— Job —
Switch "snowy slope" to "snow-covered slope" in everything from the line containing "slope. Report pixel corners as JSON arrays." down to the line containing "[[574, 271, 1344, 497]]", and return only those lines with nothing else changed.

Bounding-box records
----
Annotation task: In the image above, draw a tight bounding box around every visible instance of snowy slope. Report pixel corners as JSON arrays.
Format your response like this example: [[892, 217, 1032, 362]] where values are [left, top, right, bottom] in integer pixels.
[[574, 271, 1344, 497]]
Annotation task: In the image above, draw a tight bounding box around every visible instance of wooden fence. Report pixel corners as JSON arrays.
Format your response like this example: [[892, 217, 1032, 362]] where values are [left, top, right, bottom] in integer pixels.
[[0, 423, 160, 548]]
----
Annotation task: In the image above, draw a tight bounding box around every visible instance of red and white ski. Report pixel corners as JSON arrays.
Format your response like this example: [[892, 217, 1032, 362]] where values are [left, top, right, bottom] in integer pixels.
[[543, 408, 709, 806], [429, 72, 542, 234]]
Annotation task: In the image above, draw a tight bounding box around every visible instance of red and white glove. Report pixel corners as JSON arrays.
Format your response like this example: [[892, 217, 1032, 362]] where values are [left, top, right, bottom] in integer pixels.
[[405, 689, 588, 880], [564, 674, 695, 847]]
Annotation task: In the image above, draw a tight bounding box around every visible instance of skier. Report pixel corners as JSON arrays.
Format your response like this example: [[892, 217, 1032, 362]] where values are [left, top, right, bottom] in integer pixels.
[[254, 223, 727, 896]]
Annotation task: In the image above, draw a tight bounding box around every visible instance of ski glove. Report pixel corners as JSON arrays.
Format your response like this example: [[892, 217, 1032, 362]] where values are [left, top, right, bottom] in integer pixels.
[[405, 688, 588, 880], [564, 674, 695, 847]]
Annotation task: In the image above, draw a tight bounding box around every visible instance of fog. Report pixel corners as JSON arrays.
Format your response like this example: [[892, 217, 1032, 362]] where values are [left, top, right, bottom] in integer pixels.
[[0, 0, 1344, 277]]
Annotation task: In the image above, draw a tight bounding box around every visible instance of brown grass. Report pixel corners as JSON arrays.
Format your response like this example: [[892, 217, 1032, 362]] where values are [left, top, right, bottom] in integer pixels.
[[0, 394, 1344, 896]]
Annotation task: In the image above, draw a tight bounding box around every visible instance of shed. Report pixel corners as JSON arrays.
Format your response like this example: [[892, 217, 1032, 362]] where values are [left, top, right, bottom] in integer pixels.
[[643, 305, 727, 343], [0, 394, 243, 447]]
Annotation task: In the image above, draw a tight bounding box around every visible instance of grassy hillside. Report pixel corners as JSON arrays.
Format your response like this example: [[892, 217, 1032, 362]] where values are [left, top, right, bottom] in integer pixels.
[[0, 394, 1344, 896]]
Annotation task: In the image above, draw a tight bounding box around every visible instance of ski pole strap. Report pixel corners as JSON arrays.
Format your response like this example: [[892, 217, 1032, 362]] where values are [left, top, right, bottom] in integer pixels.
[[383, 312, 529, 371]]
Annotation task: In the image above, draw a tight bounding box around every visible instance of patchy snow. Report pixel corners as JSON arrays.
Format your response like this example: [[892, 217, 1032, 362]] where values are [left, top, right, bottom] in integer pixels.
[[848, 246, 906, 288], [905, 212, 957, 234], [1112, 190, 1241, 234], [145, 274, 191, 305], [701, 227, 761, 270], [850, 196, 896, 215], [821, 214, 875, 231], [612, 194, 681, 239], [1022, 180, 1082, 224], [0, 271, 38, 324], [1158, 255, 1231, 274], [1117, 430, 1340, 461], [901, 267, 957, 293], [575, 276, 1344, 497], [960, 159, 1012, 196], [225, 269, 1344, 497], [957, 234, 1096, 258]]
----
— Result —
Annotation task: In the image above, draw a tight bounding box around every visible instance of snow-covered slope. Report pixel corners as JSON arrays.
Format your response like this example: [[892, 217, 1032, 362]] where values are [left, top, right, bottom] in integer pixels.
[[574, 271, 1344, 497]]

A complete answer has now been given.